*Work item*. Word for word, restate every record.

*Records provided*.
━━━━━━━━

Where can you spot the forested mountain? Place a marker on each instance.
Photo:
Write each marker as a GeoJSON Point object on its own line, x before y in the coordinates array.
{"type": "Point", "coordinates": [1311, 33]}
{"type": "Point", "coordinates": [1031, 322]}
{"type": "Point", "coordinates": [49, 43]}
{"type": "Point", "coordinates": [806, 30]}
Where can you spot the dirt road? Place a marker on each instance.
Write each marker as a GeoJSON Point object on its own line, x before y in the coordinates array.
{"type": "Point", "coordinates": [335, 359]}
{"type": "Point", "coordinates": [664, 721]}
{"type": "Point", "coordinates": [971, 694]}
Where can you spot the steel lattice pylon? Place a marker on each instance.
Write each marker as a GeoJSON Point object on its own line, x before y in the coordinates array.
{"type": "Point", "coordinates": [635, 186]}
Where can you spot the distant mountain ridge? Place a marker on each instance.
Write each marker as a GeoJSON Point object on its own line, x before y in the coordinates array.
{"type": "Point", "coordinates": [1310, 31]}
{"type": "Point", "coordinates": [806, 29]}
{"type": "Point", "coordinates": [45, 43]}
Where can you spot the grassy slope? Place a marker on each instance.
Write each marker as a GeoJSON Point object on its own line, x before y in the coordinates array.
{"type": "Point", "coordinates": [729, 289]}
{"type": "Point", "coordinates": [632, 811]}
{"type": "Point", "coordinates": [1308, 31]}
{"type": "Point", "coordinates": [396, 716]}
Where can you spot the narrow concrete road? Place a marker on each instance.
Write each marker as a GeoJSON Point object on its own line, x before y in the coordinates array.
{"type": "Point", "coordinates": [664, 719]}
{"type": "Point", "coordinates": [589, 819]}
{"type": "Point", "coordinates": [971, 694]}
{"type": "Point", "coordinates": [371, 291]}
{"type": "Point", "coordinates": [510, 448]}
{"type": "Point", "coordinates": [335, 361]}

━━━━━━━━

*Solution to this exercise*.
Where can you spot the forested mountain? Place a marker on each instance.
Photo:
Write each marker as a GeoJSON Point object on its own line, x before y in the coordinates array.
{"type": "Point", "coordinates": [1311, 33]}
{"type": "Point", "coordinates": [1031, 322]}
{"type": "Point", "coordinates": [49, 43]}
{"type": "Point", "coordinates": [806, 30]}
Where can you spot the dirt road? Place a marker on each instance.
Write each marker as a GeoJSON Point object on its own line, x before y in the coordinates array.
{"type": "Point", "coordinates": [335, 359]}
{"type": "Point", "coordinates": [664, 721]}
{"type": "Point", "coordinates": [971, 694]}
Where can you spot the steel lattice pylon? Place a marker on each instance.
Write each marker as a GeoJSON Point object on its own line, x before y in the coordinates array.
{"type": "Point", "coordinates": [635, 186]}
Where can you spot the distant mountain ridge? Place a marker on each instance.
Write each marker as a GeoJSON Point object on its own line, x before y in the coordinates array.
{"type": "Point", "coordinates": [1310, 31]}
{"type": "Point", "coordinates": [806, 29]}
{"type": "Point", "coordinates": [45, 43]}
Where can you spot the grassy slope? Place a marker on each instance.
Write each marker as a GeoJSON Point object on its own line, x before y in the coordinates array.
{"type": "Point", "coordinates": [729, 289]}
{"type": "Point", "coordinates": [632, 811]}
{"type": "Point", "coordinates": [1308, 31]}
{"type": "Point", "coordinates": [396, 716]}
Where can you spot the narrow concrete road? Place a marker on each instance.
Write each marker as a GeoJSON Point object on its own line, x before y in the coordinates array.
{"type": "Point", "coordinates": [664, 719]}
{"type": "Point", "coordinates": [589, 819]}
{"type": "Point", "coordinates": [971, 694]}
{"type": "Point", "coordinates": [371, 291]}
{"type": "Point", "coordinates": [510, 448]}
{"type": "Point", "coordinates": [335, 361]}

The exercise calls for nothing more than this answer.